____ Exercise input

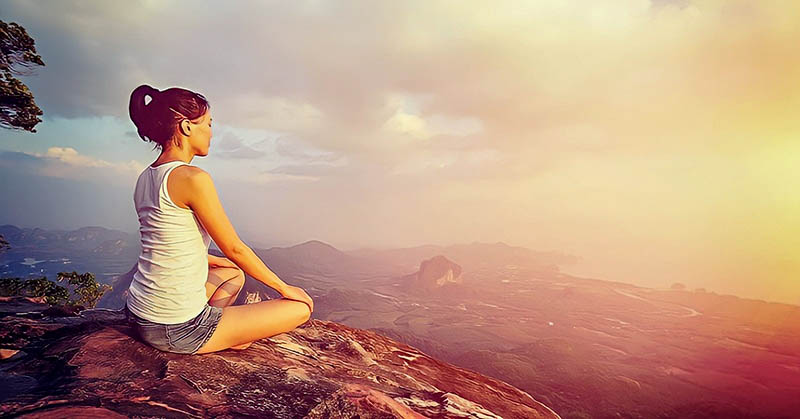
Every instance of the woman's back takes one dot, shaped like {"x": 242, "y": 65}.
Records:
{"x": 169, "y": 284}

________
____ Exercise input

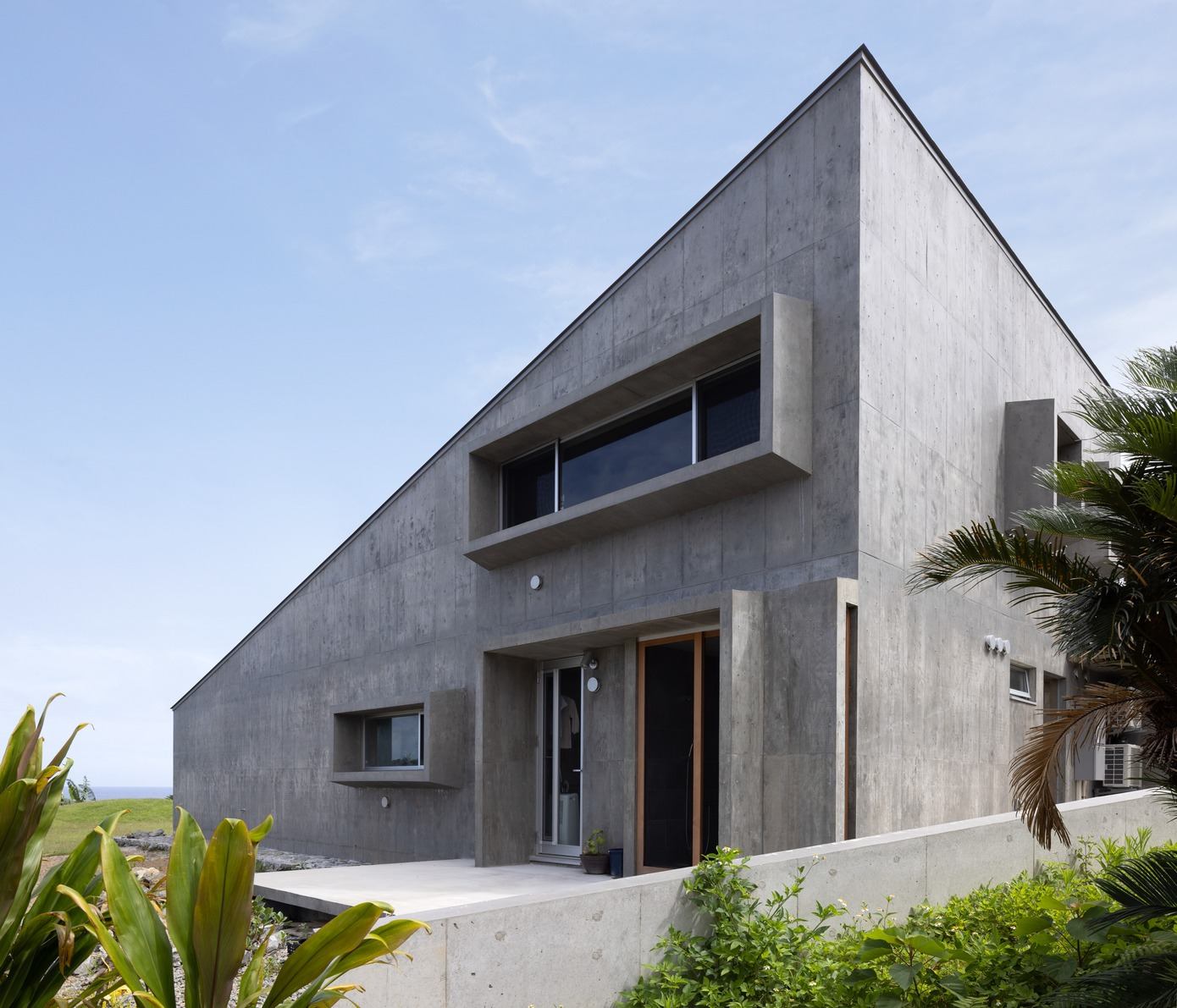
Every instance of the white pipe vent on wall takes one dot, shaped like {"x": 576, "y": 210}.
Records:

________

▶ Task instructions
Go through the entries above and report every line in which the word "like" appears.

▶ Task solution
Every instance of the woman's back takes one dot, shaped like {"x": 242, "y": 65}.
Every instance of the white pipe vent on wall takes one dot, shaped like {"x": 576, "y": 210}.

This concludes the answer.